Extrait du texte:
▼
Les apologistes de l’Empire adorent prétendre que l’invasion de l’Ukraine n’a rien à voir avec l’expansionnisme de l’OTAN. Leurs affirmations sont généralement basées sur de déclarations grossièrement dénaturées de ce que Vladimir Poutine a dit sur les raisons de la guerre. Mais la machine de guerre américaine a continué à narguer la possibilité d’une adhésion à l’OTAN pour l’Ukraine jusqu’à l’invasion, une menace qu’elle a refusé de retirer de la table depuis qu’elle l’y a placée en 2008, alors qu’elle savait pertinemment que cette menace était une provocation incendiaire contre Moscou.

Et cela ne veut encore rien dire du rôle actif de l’empire américain en fomentant le soulèvement violent en 2014, qui a renversé le gouvernement légal de Kyiv et qui a fracturé la nation entre ses populations les plus fidèles à Moscou à l’est et les parties du pays les plus favorables aux États-Unis et à l’UE. Cela a conduit à l’annexion de la Crimée (soutenue à une écrasante majorité par les habitant.e.s de la péninsule) et à huit ans de guerre brutale contre les séparatistes, soutenus par la Russie dans le Donbass.

On sait que les attaques ukrainiennes contre ces séparatistes ont augmenté de façon exponentielle dans les jours qui ont précédé l’invasion. Il a été avancé que c’est cela qui a finalement provoqué la décision de Poutine d’envahir - une décision de dernière minute, selon les services de renseignement américains.

L’alliance militaire américaine aurait très facilement pu empêcher cette guerre avec quelques concessions à faible coût, comme la consécration de la neutralité ukrainienne, le recul de sa machinerie de guerre des frontières de la Russie, et la poursuite sincère de la détente avec Moscou, au lieu de déchiqueter les traités de contrôle des armes nucléaires et d’intensifier les escalades de la guerre froide. Enfer, cela aurait probablement pu empêcher cette guerre simplement en protégeant le président Zelensky des nationalistes d’extrême droite anti-Moscou qui menaçaient ouvertement de le lyncher s’il commençait à honorer les accords de Minsk et à rechercher la paix avec la Donbass et la Russie, comme il avait été initialement élu pour le faire.
▲
Enregistrements fournis:
▼
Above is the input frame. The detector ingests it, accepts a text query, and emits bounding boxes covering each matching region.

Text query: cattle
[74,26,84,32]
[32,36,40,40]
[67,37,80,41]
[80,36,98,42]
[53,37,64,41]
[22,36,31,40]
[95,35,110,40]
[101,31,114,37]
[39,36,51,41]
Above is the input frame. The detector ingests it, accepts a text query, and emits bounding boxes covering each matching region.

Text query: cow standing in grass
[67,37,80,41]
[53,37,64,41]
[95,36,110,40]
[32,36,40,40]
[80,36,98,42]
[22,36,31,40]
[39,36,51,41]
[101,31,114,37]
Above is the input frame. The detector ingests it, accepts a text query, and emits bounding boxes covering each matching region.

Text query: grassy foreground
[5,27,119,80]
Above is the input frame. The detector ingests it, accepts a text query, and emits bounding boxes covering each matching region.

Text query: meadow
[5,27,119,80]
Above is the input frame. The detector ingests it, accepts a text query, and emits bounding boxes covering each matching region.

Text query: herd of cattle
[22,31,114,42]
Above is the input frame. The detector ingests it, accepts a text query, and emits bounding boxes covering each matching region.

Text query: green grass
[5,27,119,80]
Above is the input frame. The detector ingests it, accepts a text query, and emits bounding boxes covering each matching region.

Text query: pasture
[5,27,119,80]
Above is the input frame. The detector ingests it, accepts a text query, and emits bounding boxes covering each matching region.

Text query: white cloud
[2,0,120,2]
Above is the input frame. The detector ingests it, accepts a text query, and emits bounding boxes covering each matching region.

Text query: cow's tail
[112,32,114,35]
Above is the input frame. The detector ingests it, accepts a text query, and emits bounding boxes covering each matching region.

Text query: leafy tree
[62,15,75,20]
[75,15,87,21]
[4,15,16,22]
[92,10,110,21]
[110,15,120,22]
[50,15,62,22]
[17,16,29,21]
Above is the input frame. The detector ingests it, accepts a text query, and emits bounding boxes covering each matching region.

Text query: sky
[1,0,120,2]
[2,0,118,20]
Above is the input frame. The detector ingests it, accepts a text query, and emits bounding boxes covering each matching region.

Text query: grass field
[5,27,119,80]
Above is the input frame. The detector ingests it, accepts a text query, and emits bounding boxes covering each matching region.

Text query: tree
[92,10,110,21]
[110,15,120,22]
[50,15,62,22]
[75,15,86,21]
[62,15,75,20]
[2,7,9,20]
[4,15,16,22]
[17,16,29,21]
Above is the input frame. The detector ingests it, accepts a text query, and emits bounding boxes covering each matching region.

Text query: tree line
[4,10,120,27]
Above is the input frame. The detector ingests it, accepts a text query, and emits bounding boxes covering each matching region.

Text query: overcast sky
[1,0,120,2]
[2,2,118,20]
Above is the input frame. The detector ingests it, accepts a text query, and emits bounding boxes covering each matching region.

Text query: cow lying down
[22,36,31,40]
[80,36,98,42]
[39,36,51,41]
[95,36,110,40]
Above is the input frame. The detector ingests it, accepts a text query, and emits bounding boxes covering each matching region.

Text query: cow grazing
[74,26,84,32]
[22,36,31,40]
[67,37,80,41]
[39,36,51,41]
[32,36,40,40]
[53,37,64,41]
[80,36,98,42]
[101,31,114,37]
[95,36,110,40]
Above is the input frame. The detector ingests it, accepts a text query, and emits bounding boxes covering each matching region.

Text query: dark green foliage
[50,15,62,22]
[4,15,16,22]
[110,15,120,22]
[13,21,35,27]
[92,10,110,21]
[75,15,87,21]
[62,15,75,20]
▲
Énoncé 1: Quelles concessions à faible coût l'extrait sur la guerre en Ukraine cite-t-il comme exemples de ce qui aurait pu empêcher cette guerre ? Donnez-les toutes.
Énoncé 2: Reproduisez fidèlement le passage de l'extrait sur la guerre en Ukraine compris entre « L’alliance militaire américaine » et « pour le faire. », ces deux bornes incluses.

Bonne réponse 1:
- la consécration de la neutralité ukrainienne
- le recul de sa machinerie de guerre des frontières de la Russie
- la poursuite sincère de la détente avec Moscou

Bonne réponse 2:
L’alliance militaire américaine aurait très facilement pu empêcher cette guerre avec quelques concessions à faible coût, comme la consécration de la neutralité ukrainienne, le recul de sa machinerie de guerre des frontières de la Russie, et la poursuite sincère de la détente avec Moscou, au lieu de déchiqueter les traités de contrôle des armes nucléaires et d’intensifier les escalades de la guerre froide. Enfer, cela aurait probablement pu empêcher cette guerre simplement en protégeant le président Zelensky des nationalistes d’extrême droite anti-Moscou qui menaçaient ouvertement de le lyncher s’il commençait à honorer les accords de Minsk et à rechercher la paix avec la Donbass et la Russie, comme il avait été initialement élu pour le faire.